We are currently working on four exciting areas of research at the cutting edge of quantum science and physical chemistry:

Quantum Control of Electrons in Matter

A long term goal in our group is to develop useful schemes to control matter at the level of electrons with ultrafast laser sources. The reason why we focus on electrons is because they determine the optical, charge transport, and, ultimately, the chemical reactivity of matter. The reason to focus on lasers as a source of control is because they allow for the manipulation of matter on ultrafast –femto to attosecond– time scales, something that is not achievable by conventional means such as applied voltages, thermodynamic or chemical control.

The latest advances in laser technology now enable the generation and control of few-cycle lasers in the IR and UV/Vis. Using such pulses, it is now possible to apply laser fields with amplitudes of ~1-10 V/nm before the emergence of dielectric breakdown. At those intensities, the incident light can dramatically distort the electronic structure of matter as the strength of the light-matter interaction becomes comparable to the strength of chemical bonds, thus opening exciting opportunities to manipulate electron dynamics and to create laser-dressed materials with emergent physico-chemical properties that can be triggered on-demand.

We are pioneering three general strategies for the dynamical quantum control of materials:

Ultrafast Laser-Driven Currents (1, 2, 3, 4, 5)
We develop strategies to generate bursts of electricity on femtosecond time scales along nanoscale junctions using ultrafast laser pulses. The initiative offers the promise of creating a new time-standard for the generation of currents that can be the basis for electronics and information processing at petahertz frequencies which is 5-6 orders of magnitude faster than conventional electronics.

As far as we know, we were the first to propose a strategy to drive currents using the subcycle structure of light (1, 2). The use of the subcycle structure of light makes it possible to control electrons on attosecond timescales even with lasers with femtosecond envelopes.  Most recently, in collaboration with the group of Peter Hommelhoff we were able to disentangle the laser-induced current into contributions due to real and virtual charge carries and use this augmented control landscape to demonstrate logic gates that operate at the petahertz limit! (3)

Very interestingly, this type of experiments can also be used to measure electronic coherences through a purely electronic observable! (4)

This direction also motivated us to develop a simple and accurate method to model time-dependent transport in which the leads are incorporated explicitly as mesoscopic contacts that are made to behave like macroscopic contacts (5).

Stark Control of Electrons across Interfaces (SCELI) (6, 7, 8, 9)

____________________

**SHORT TASK 1**
According to the research overview, why does the group use lasers rather than other means to control electrons?
**SHORT TASK 2**
Quote the passage of the research overview that opens with the words containing "This direction also" and closes with "(SCELI) (6, 7, 8, 9)".
**SHORT TASK 3**
Extend the research overview on quantum control of electrons, picking up right after its final line.

**DATA SUPPLIED**
____________________

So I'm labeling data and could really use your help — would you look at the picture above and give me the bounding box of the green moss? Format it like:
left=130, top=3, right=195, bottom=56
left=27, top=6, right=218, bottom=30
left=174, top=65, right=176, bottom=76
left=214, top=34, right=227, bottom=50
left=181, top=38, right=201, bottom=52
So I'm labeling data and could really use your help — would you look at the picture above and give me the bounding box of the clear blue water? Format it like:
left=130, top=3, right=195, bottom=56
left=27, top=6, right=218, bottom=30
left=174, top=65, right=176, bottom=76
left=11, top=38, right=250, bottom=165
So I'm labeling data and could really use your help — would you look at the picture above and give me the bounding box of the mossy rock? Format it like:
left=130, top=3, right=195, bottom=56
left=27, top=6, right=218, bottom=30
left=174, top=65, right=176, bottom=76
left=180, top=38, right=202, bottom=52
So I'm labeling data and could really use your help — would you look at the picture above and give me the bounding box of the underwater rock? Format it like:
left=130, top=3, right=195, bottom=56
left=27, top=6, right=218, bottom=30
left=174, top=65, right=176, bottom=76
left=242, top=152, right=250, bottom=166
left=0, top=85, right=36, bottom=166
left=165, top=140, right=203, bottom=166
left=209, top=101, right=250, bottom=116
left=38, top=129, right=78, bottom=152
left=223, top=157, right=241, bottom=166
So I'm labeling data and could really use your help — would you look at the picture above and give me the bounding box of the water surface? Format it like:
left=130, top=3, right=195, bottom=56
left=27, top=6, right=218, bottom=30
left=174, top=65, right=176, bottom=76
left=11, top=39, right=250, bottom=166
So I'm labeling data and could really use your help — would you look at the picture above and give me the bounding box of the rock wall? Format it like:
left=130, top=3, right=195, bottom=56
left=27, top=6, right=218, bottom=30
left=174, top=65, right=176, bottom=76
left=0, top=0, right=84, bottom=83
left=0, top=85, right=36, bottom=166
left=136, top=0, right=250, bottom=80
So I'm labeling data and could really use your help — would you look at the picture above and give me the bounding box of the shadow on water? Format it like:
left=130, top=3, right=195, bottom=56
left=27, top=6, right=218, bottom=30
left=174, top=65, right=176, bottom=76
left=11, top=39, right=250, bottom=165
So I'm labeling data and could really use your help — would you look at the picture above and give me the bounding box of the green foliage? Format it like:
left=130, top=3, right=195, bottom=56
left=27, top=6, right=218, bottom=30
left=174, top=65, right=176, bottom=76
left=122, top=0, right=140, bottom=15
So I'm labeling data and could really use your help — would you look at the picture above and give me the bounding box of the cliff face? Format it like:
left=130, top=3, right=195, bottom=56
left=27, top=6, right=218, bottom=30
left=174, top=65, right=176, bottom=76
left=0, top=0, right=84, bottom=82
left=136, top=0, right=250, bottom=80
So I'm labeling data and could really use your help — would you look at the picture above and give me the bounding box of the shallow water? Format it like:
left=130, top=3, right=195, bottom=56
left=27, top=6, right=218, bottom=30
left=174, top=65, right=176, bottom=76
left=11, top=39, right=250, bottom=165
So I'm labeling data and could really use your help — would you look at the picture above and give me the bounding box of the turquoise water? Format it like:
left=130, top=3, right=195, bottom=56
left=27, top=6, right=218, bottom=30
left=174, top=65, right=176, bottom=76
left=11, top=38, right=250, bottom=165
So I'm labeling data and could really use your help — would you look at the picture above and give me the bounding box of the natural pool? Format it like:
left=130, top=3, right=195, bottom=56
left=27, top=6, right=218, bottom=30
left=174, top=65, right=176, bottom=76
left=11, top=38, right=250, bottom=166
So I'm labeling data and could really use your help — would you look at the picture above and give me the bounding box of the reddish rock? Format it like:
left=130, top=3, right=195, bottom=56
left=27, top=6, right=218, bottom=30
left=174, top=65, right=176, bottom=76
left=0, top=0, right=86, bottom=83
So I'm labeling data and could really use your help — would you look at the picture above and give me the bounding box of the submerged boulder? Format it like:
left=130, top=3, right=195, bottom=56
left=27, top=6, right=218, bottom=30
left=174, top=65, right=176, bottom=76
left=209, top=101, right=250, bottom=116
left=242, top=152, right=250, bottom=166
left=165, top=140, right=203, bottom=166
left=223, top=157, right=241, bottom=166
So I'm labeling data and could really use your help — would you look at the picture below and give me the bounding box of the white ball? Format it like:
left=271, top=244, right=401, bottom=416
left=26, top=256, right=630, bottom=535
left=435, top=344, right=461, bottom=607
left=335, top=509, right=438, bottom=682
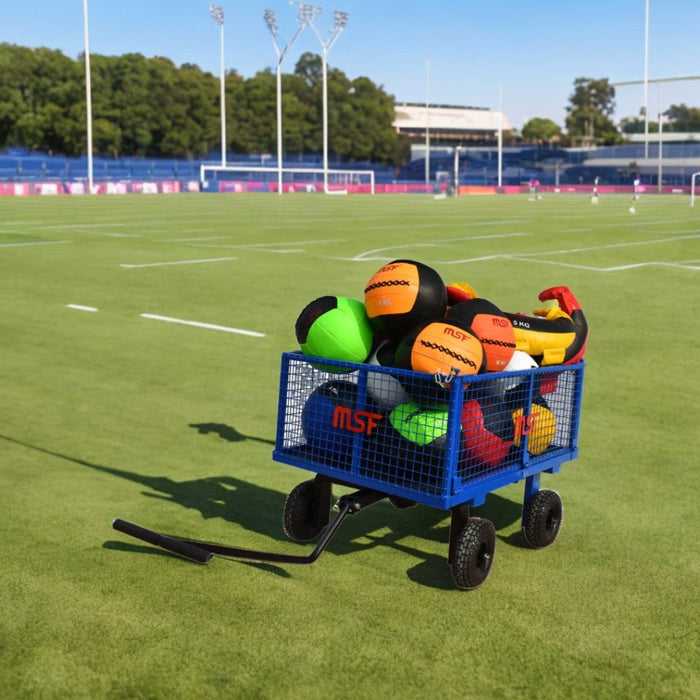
left=497, top=350, right=538, bottom=392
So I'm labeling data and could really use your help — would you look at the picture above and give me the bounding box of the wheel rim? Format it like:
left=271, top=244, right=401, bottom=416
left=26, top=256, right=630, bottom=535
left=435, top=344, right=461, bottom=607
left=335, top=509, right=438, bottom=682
left=476, top=542, right=491, bottom=573
left=545, top=508, right=561, bottom=533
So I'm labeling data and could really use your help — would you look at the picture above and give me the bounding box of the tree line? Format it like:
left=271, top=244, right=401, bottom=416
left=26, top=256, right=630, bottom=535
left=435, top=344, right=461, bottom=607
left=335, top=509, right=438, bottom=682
left=0, top=43, right=410, bottom=166
left=0, top=43, right=700, bottom=162
left=522, top=78, right=700, bottom=146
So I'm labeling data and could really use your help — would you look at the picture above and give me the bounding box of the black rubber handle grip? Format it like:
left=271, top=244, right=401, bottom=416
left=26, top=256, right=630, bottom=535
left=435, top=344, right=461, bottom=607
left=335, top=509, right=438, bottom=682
left=112, top=518, right=214, bottom=564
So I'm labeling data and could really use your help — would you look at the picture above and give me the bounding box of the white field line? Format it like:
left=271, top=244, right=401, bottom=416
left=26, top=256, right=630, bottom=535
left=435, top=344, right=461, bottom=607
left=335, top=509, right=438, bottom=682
left=119, top=257, right=238, bottom=269
left=66, top=304, right=97, bottom=311
left=362, top=219, right=523, bottom=231
left=0, top=241, right=73, bottom=248
left=141, top=314, right=265, bottom=338
left=438, top=234, right=700, bottom=272
left=501, top=255, right=700, bottom=272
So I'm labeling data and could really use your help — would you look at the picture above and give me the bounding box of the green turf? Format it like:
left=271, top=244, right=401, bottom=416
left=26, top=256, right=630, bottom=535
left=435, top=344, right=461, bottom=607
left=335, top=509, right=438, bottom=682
left=0, top=195, right=700, bottom=699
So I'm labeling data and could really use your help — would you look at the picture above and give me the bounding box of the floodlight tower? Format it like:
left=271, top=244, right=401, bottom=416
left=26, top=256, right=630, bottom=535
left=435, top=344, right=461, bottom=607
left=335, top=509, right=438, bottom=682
left=308, top=3, right=348, bottom=194
left=263, top=2, right=318, bottom=194
left=83, top=0, right=93, bottom=194
left=209, top=3, right=226, bottom=168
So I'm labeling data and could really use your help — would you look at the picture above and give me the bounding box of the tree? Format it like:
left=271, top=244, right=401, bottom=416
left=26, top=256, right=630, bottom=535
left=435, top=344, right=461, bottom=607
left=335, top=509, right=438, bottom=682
left=522, top=117, right=561, bottom=143
left=566, top=78, right=621, bottom=144
left=666, top=104, right=700, bottom=132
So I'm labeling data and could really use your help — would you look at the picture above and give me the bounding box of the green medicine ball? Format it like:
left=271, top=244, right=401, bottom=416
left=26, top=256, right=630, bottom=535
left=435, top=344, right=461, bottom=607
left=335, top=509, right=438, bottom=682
left=295, top=296, right=374, bottom=362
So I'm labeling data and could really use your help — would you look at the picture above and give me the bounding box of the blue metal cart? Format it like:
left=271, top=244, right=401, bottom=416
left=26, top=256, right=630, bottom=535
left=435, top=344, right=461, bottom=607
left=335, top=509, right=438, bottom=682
left=273, top=352, right=584, bottom=589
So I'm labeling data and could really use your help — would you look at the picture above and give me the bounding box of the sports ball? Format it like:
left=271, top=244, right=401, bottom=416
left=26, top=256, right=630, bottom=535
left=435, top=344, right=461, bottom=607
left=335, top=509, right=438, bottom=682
left=365, top=260, right=447, bottom=340
left=295, top=296, right=374, bottom=362
left=512, top=403, right=557, bottom=455
left=362, top=401, right=449, bottom=491
left=445, top=298, right=515, bottom=372
left=301, top=379, right=381, bottom=466
left=493, top=350, right=538, bottom=393
left=395, top=321, right=484, bottom=377
left=367, top=340, right=408, bottom=411
left=461, top=399, right=513, bottom=468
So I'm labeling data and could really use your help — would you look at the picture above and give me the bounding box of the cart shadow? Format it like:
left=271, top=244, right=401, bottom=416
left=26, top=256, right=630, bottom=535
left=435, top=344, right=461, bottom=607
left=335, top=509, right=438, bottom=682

____________________

**FINAL ANSWER 1**
Lasers let the group manipulate matter on ultrafast time scales, from femtoseconds to attoseconds. Conventional means such as applied voltages and thermodynamic or chemical control cannot reach those time scales.

**FINAL ANSWER 2**
This direction also motivated us to develop a simple and accurate method to model time-dependent transport in which the leads are incorporated explicitly as mesoscopic contacts that are made to behave like macroscopic contacts (5).

Stark Control of Electrons across Interfaces (SCELI) (6, 7, 8, 9)

**FINAL ANSWER 3**
We pioneer schemes to control electron dynamics at interfaces using the Stark effect. While the Stark effect had been shown to be useful to control nuclear dynamics in molecules, our contribution has been to demonstrate its generality and utility to control electron dynamics. The reason why the Stark effect is of interest in the dynamical control of electrons is because it is robust to decoherence. Our control scheme, SCELI, uses non-resonant lasers of intermediate intensity (non-ionizing but whose effects cannot be captured by finite-order perturbation theory) to distort the electronic structure of matter through Stark shifts and create transient resonances between the electronic levels of two adjacent materials A and B. When the level of material A is occupied and the one in B empty, these transient crossings open quantum tunneling pathways for interfacial A to B charge transfer. The SCELI rate of charge transfer is faster than those offered by resonant photoexcitation routes as it is controlled by the subcycle structure of light, and can be used when resonant routes for charge transport do not exist.

Laser-Dressed Materials (10, 11)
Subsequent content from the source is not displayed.